**抜粋文**

豊山の集落が終点なので、歩いて工場に向かう。
異国の田舎をふらふら歩くというのは、妙な開放感があって気持ちいい。
観光客をまるっきり想定していないので、等身大のその国の風景と向かい合える。

いよいよ紙屋の売り場(収蔵庫?)に到着。
日本語を習っている社長の息子と言われる方が登場。日本語も上手だし、非常に好青年だし、仕事も熱心。非常に好感度が高かった。
壁に貼る紙は、厚めの紙になるので、種類は限られてくる。
漂白しているか/無漂白か。楮の黒皮が入るか。楮の繊維が入るか。
それぞれ楮の味がしっかりあって、非常に魅力的。
とりあえず100枚買って帰ることに。しかしこれを丸くまいたら結構なボリュームに。
しかし、最大の目的だったので、がんばって持って帰ることにした。船便だとえらくかかるし、航空便で送るほどのものでもないし。

その後工場を見学させてもらった。
楮を貯蔵し、煮て、漉いて、乾燥させる。
どれも非常にシンプルな工程。
工場と言うより、大きな工房という感じ。
職人さんは1日500枚漉くという。
こうした職人さん達の人件費が紙の値段ということになる。

**課題 1**
紙工場の見学記のうち、「いよいよ紙屋の売り場(収蔵庫?)に到着。」から「工場と言うより、大きな工房という感じ。」までを、末尾の語句も含めてそのまま打ち直してください。
**課題 2**
紙工場の見学記を、最後の文の後から書き継ぐこと。
以下のエントリは紙工場の見学記とは無関係である。

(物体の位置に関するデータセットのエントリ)
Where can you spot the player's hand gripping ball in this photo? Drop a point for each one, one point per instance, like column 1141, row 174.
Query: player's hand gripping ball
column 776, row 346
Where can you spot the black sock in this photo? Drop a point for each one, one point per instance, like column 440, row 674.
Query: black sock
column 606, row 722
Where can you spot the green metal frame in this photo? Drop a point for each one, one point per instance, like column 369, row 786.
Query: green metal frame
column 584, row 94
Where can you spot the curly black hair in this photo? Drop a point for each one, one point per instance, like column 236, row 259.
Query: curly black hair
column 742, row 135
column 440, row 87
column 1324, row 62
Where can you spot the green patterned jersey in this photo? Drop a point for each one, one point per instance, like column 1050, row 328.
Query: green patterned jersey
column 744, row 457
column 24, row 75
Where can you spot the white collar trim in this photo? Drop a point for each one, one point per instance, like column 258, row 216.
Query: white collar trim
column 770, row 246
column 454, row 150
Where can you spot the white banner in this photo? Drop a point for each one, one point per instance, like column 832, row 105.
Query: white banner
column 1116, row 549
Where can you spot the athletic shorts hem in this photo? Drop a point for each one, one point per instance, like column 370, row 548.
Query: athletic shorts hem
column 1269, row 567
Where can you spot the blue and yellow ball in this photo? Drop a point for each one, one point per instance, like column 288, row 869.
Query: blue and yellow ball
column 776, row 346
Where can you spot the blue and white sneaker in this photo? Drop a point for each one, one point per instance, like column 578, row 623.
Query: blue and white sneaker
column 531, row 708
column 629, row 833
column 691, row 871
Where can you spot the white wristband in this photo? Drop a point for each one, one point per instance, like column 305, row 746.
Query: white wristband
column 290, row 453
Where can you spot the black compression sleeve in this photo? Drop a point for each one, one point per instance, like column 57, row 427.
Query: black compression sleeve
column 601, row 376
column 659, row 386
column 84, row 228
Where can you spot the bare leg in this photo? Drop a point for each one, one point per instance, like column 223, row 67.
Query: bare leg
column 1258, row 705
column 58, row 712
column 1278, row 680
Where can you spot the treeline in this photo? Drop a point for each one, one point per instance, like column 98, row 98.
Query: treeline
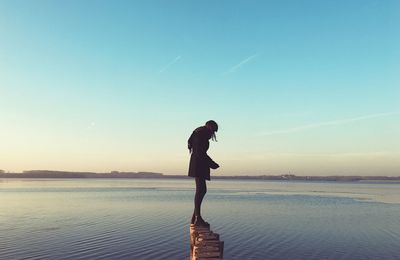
column 117, row 174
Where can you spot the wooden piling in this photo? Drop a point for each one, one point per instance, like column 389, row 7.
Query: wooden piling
column 205, row 244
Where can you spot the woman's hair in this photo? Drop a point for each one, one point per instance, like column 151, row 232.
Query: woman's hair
column 214, row 126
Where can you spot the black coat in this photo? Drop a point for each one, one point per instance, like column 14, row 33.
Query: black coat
column 200, row 162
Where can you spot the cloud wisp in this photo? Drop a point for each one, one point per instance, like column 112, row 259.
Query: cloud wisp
column 328, row 123
column 172, row 62
column 240, row 64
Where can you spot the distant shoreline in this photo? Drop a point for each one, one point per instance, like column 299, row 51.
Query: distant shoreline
column 152, row 175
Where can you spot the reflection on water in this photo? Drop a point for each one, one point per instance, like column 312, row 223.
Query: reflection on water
column 148, row 219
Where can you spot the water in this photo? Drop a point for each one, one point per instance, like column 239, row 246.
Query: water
column 148, row 219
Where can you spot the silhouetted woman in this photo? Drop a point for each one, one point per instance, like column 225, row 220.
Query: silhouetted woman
column 200, row 164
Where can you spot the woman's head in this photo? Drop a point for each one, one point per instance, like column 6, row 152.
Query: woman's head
column 213, row 126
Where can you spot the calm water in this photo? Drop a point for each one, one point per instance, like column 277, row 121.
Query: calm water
column 148, row 219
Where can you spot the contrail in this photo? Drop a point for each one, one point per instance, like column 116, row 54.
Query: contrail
column 170, row 64
column 329, row 123
column 240, row 64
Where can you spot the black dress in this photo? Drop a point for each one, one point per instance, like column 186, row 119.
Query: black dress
column 200, row 162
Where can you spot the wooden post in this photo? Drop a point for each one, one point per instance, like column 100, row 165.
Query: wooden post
column 205, row 244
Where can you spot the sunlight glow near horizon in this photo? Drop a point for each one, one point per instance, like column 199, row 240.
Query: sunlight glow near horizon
column 309, row 88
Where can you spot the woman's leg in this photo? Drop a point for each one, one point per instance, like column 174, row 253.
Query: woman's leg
column 201, row 190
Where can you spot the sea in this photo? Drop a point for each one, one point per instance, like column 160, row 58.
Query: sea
column 149, row 219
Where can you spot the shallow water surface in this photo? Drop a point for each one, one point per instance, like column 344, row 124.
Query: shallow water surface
column 148, row 219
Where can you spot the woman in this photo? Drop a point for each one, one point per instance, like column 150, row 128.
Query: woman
column 200, row 164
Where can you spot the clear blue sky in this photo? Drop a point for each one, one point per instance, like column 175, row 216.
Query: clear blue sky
column 306, row 87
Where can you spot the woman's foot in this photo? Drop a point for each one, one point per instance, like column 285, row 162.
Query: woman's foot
column 199, row 222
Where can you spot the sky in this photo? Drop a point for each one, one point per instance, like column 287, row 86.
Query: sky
column 304, row 87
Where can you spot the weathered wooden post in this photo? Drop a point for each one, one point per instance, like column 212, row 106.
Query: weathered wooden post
column 205, row 244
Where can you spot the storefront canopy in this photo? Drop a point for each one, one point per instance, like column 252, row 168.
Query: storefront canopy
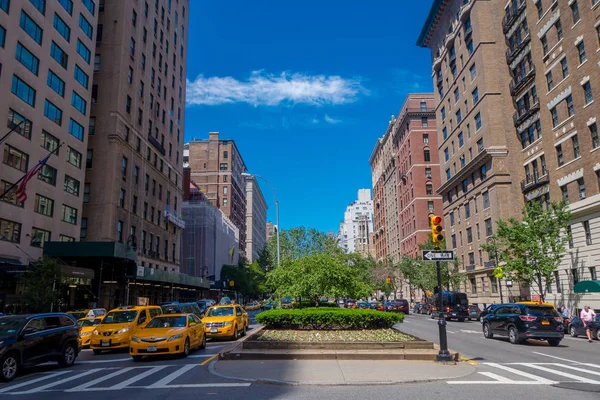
column 587, row 287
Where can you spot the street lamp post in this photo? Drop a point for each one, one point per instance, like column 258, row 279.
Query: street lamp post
column 276, row 210
column 492, row 240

**解答 1**
いよいよ紙屋の売り場(収蔵庫?)に到着。
日本語を習っている社長の息子と言われる方が登場。日本語も上手だし、非常に好青年だし、仕事も熱心。非常に好感度が高かった。
壁に貼る紙は、厚めの紙になるので、種類は限られてくる。
漂白しているか/無漂白か。楮の黒皮が入るか。楮の繊維が入るか。
それぞれ楮の味がしっかりあって、非常に魅力的。
とりあえず100枚買って帰ることに。しかしこれを丸くまいたら結構なボリュームに。
しかし、最大の目的だったので、がんばって持って帰ることにした。船便だとえらくかかるし、航空便で送るほどのものでもないし。

その後工場を見学させてもらった。
楮を貯蔵し、煮て、漉いて、乾燥させる。
どれも非常にシンプルな工程。
工場と言うより、大きな工房という感じ。

**解答 2**
機械で紙をつくる前は、紙は非常に大切なものだった。そういうことに気付かせて貰った。
豊山韓紙は、日本からも結構買い付けに来るらしい。韓国では一番大きな韓紙会社だし、原料もよくて品質も高いようです。
先日も日本からこられました。といって、中国の地名を・・・。おいおいと思ったけど、似たような印象なのかもと。書をやっている人が良く来るようですね。面白い紙がたくさんありましたから。

忙しいのに河回邑まで送ってくれるというので、お言葉に甘えることにしました。

見渡す限り豊かな水田の豊山地方を通って河回邑に到着です。
道路を工事しているし、前回よりもかなり観光地化した感じです。
前回は、韓国人にとって憧れの聖地みたいな印象がありましたが、今は観光地としての地位を確立した感じ。

でも、建築には手を入れることなく、大切に生活しているので、非常に嬉しかった。
なんとなくただいまといいたくなる感じです。
大好きな建物が一つの塊をつくっているわけですから。

大砲のような紙もあるので、とりあえず予約していた民泊に直行。
ネットで調べても、日本人の宿泊が一番多い「ジョヨンハン民泊」に泊まることに。
ここも観光案内所の崔さんに予約して貰いました。

河回邑に民泊はいろいろありますが、舎郎房のある宗家(本家)クラスのものは非常に少ないのです。
ほとんど藁葺きの農家です。
韓国は儒教的な先祖の供養が非常に熱心なので、宗家は単に財産を受け継ぐということではなく、祖先の法事をする義務も受け継ぐのです。
一族の神主みたいなものですね。だから年中法事をしてるようです。
それもあって、宗家が機能している両班住宅は、民泊にしにくいのです。

ジョヨンハン民泊は門が藁葺きで、建築はシャープなエッジの瓦葺きです。(写真が無いのが悔しい)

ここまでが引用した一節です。